TAREA ESCRITA A: Reproduce literalmente el pasaje del texto sobre los derechos de los animales entre "Ellos como nosotros" y "concluye el etólogo.", ambos incluidos.

FRAGMENTO DEL DOCUMENTO:
Ellos como nosotros y nosotros como ellos. Sigue Ferrari: “Aceptar que tenemos instintos y somos producto del proceso llamado evolución nos repone en nuestro lugar de simios con las características de los otros simios (cazadores, combatientes, eróticos). Digo aceptar porque esto, en el campo de las ciencias del comportamiento, hace décadas que se ha verificado. De hecho, Darwin afirmaba que la diferencia entre humanos y otros animales es de grado, cuantitativa; no cualitativa”.
Una conclusión que podría implicar, quizás a largo plazo, cambios radicales, incluso a nivel legislativo. “Deberemos asumirnos como sociedades mixtas, formadas por distintos seres. Deberemos hacernos cargo del impacto que en la sentiencia y la cognición de esos seres tienen nuestras acciones. Y eso se deberá reflejar en nuestras leyes”, concluye el etólogo.
El tema es dónde está el límite, ya corrido (si bien tímidamente) hacia los otros primates. El orden ¿lógico? sería pasar luego hacia los mamíferos; primero los domésticos, luego los más simpáticos (delfines, ballenas, osos panda). ¿Se extenderá hacia otros menos simpáticos como roedores o murciélagos? ¿Llegarán a tener las promulgaciones de los derechos de la naturaleza (como las que figuran en la Constitución de Ecuador y en la Ley Nacional de Bolivia) la influencia que tuvo la Declaración de los Derechos del Hombre tras la Revolución francesa de 1789?
Al amparo de la ley
Otro asunto es tener o no tener una “teoría de la mente” de los animales; es decir, considerar que ellos también procesan la información como cualquiera de nosotros. Eso sería el fin de la idea del animal como autómata y el fin también –o al menos la restricción a algunos ámbitos– de cierto conductismo que indica que, en función de la información que se les aporte, ellos tendrán siempre la misma respuesta.

TAREA ESCRITA B: Actualiza, por favor, las líneas de los registros entre la que contiene "of the landscape" y la que contiene "Target: landscape light stake", ambas incluidas, cambiando "landscape light stake" por "garden lamp post" sin tocar nada más. Devuelve solo esas líneas.

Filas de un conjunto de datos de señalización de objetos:

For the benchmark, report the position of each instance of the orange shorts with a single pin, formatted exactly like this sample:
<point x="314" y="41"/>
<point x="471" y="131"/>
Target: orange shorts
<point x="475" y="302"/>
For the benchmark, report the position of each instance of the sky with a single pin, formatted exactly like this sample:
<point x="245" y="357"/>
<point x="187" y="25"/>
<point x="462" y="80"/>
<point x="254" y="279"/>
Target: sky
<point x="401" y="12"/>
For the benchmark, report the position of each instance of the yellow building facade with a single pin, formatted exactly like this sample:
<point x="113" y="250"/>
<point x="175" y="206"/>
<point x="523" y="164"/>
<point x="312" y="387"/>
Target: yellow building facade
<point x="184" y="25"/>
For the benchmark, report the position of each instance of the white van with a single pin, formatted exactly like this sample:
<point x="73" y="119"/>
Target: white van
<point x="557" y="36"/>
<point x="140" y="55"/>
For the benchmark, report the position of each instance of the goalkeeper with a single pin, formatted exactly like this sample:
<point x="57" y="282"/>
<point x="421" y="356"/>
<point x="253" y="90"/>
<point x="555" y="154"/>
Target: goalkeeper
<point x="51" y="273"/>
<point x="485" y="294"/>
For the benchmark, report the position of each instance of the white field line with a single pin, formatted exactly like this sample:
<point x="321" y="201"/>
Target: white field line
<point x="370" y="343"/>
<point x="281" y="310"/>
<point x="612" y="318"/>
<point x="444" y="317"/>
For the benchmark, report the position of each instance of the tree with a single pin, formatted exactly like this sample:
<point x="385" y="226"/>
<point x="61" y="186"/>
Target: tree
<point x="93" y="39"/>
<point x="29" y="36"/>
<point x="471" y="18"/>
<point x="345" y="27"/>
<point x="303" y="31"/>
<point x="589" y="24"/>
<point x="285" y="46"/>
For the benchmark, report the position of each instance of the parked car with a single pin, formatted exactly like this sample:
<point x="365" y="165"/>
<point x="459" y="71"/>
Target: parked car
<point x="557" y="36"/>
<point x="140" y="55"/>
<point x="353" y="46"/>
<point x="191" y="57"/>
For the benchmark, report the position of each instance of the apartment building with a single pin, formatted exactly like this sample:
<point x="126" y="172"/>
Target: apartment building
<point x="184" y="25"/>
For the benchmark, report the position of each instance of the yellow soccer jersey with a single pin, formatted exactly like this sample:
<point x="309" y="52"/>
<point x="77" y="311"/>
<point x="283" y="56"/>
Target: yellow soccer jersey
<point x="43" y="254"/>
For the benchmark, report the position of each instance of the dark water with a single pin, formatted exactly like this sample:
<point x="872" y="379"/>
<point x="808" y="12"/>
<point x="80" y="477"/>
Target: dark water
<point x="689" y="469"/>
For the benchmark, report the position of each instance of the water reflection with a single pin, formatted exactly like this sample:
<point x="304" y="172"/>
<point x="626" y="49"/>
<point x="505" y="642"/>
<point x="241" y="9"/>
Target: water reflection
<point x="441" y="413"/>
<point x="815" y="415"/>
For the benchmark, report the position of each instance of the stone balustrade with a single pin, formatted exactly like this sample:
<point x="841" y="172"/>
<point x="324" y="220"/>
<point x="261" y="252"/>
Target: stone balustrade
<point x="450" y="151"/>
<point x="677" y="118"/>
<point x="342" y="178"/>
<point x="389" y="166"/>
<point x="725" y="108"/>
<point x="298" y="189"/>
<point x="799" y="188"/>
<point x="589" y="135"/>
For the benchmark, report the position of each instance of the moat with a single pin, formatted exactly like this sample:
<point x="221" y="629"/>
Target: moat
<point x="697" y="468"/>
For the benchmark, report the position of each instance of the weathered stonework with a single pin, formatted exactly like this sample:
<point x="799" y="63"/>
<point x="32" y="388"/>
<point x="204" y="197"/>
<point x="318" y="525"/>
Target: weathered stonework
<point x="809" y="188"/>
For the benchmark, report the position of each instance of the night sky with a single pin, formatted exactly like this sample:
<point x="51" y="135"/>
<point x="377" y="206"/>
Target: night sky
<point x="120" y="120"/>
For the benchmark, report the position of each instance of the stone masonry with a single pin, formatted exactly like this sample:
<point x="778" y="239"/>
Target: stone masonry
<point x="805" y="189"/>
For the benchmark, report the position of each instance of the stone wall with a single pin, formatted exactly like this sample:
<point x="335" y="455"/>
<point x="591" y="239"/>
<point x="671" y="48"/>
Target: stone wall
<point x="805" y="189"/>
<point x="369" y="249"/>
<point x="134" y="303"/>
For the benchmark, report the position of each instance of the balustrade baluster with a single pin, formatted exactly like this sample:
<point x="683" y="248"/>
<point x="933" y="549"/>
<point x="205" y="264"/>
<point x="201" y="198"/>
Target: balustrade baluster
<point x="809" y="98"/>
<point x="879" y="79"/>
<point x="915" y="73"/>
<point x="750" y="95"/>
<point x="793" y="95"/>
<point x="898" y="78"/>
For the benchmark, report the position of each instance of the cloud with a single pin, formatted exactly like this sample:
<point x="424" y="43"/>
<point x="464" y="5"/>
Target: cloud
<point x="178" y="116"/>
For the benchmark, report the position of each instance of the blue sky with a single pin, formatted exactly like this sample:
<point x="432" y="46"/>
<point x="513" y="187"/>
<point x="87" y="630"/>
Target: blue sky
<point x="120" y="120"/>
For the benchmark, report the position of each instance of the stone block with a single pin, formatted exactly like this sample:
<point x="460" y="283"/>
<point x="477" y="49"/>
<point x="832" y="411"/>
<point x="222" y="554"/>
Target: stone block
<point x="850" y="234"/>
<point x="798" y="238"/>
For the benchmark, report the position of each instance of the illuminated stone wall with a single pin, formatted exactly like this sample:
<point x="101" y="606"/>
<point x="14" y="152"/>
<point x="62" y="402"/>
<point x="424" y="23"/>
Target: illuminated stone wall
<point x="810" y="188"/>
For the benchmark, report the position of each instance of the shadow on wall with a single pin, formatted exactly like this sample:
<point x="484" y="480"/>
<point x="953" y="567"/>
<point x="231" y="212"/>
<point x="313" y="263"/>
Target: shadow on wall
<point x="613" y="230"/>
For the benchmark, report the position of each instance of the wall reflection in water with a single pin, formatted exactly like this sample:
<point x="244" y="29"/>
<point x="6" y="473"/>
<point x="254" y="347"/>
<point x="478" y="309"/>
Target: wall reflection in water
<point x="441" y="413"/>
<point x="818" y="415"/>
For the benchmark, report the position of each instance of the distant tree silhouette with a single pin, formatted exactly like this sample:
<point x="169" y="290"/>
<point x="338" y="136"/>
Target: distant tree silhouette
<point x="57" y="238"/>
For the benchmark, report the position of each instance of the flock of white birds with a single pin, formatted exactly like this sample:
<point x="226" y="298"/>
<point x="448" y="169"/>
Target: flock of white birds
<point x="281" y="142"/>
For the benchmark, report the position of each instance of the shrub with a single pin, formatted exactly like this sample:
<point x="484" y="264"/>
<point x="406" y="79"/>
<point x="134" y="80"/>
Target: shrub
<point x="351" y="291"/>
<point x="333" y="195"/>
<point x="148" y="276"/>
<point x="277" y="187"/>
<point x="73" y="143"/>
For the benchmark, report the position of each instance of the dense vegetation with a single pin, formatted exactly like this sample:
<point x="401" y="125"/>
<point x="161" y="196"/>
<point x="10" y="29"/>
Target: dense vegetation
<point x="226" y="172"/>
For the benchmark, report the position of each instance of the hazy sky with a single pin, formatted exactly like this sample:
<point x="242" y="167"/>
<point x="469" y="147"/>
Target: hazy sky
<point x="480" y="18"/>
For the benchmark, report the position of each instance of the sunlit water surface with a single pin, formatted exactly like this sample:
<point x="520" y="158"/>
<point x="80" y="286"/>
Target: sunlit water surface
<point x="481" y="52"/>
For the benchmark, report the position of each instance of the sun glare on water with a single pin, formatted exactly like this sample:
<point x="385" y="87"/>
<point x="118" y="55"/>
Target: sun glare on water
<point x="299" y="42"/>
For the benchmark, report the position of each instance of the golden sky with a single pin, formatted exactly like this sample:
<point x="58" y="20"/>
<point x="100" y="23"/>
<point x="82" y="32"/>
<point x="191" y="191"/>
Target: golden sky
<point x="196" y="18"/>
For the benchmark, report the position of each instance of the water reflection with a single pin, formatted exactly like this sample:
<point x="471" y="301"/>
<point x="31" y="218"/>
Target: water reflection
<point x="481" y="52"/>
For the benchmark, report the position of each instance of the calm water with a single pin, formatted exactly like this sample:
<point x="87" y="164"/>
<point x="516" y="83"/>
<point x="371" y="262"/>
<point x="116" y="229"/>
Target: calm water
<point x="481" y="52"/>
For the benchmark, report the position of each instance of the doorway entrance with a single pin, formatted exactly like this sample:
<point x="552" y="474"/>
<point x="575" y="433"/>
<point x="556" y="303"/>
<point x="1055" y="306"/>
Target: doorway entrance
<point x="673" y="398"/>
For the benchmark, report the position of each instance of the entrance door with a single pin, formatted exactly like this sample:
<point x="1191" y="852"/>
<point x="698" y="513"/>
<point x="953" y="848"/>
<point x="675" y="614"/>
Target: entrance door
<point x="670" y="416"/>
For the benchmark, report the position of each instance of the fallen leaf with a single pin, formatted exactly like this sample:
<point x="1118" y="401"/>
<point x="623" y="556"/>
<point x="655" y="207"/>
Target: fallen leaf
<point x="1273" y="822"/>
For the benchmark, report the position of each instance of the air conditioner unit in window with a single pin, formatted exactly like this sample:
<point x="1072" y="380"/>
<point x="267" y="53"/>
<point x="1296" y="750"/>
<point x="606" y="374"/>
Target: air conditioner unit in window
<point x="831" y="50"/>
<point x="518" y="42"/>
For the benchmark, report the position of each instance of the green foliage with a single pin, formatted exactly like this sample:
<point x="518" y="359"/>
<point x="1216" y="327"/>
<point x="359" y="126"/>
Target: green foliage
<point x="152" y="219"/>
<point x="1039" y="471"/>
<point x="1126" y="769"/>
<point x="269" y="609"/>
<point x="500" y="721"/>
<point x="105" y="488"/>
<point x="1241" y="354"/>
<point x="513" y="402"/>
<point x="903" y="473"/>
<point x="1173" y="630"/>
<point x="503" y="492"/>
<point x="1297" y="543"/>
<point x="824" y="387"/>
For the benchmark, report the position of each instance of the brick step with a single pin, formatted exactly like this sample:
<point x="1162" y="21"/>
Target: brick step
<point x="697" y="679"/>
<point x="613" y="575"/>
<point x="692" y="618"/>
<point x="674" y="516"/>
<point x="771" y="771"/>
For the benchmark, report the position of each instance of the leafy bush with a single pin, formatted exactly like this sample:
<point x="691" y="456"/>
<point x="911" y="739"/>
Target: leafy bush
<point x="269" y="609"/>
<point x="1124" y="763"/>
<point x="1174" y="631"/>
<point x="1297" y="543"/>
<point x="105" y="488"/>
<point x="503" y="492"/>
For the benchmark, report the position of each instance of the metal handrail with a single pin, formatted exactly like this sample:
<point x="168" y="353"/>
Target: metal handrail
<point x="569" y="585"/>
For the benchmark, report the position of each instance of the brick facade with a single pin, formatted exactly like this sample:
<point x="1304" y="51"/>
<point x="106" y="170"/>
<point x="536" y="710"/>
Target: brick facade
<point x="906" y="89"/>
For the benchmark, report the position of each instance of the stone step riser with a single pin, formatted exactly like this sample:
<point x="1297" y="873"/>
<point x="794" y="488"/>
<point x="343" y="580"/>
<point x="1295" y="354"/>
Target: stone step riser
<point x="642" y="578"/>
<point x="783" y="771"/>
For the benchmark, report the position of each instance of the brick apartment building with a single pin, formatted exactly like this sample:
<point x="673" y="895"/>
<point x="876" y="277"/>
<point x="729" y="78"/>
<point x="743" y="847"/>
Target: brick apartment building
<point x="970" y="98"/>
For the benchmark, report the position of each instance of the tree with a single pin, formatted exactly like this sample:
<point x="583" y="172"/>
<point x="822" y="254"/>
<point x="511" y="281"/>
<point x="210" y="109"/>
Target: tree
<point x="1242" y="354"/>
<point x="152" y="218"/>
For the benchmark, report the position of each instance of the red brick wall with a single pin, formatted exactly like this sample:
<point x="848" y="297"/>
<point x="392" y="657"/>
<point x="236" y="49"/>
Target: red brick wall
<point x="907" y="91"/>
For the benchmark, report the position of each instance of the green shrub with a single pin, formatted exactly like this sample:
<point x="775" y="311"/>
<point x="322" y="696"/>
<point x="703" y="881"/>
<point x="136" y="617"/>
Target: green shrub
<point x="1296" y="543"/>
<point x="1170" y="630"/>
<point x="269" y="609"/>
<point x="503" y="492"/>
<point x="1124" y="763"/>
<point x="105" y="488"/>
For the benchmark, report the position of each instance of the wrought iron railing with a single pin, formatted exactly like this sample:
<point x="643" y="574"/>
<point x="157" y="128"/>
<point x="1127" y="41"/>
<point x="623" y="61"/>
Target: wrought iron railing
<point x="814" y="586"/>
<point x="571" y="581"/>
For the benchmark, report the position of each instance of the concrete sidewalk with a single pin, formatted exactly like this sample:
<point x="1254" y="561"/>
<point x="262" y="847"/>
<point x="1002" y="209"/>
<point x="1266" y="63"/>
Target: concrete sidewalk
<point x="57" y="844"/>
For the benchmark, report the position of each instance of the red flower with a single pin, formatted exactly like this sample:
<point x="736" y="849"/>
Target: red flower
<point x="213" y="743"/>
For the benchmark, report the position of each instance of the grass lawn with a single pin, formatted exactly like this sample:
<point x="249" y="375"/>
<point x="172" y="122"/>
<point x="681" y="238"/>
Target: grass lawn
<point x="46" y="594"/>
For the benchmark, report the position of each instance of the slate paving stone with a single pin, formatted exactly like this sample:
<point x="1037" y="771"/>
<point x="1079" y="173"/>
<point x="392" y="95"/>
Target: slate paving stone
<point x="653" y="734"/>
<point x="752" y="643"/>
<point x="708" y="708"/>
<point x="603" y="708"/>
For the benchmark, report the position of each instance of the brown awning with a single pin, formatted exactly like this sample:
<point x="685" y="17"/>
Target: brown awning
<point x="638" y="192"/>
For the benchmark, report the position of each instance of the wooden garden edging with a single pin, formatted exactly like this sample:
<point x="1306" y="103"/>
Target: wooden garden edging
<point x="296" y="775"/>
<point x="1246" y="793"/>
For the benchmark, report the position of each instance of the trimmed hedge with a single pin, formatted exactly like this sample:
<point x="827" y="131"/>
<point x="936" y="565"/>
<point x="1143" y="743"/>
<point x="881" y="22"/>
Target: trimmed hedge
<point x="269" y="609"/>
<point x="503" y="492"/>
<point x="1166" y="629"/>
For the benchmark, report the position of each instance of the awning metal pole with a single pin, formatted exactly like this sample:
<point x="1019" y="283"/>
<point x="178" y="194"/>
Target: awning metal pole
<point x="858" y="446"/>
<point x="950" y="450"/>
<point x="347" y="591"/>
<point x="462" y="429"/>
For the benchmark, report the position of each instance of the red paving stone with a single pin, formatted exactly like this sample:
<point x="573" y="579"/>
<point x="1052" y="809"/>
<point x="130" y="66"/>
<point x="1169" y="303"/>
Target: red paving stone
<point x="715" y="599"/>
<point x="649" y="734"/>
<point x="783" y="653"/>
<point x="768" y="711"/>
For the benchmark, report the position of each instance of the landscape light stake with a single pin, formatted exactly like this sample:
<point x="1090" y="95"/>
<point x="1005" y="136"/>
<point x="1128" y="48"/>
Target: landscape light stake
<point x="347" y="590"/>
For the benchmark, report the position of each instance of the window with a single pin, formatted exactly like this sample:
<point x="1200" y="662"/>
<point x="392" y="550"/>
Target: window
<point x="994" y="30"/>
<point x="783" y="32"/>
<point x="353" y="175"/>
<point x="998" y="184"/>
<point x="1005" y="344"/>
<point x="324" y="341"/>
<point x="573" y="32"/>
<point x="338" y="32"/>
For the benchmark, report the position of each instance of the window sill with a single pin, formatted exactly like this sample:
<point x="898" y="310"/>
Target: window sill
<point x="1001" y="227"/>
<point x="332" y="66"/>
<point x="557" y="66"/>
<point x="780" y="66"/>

RESPUESTA A:
Ellos como nosotros y nosotros como ellos. Sigue Ferrari: “Aceptar que tenemos instintos y somos producto del proceso llamado evolución nos repone en nuestro lugar de simios con las características de los otros simios (cazadores, combatientes, eróticos). Digo aceptar porque esto, en el campo de las ciencias del comportamiento, hace décadas que se ha verificado. De hecho, Darwin afirmaba que la diferencia entre humanos y otros animales es de grado, cuantitativa; no cualitativa”.
Una conclusión que podría implicar, quizás a largo plazo, cambios radicales, incluso a nivel legislativo. “Deberemos asumirnos como sociedades mixtas, formadas por distintos seres. Deberemos hacernos cargo del impacto que en la sentiencia y la cognición de esos seres tienen nuestras acciones. Y eso se deberá reflejar en nuestras leyes”, concluye el etólogo.

RESPUESTA B:
For the benchmark, report the position of each instance of the garden lamp post with a single pin, formatted exactly like this sample:
<point x="1090" y="95"/>
<point x="1005" y="136"/>
<point x="1128" y="48"/>
Target: garden lamp post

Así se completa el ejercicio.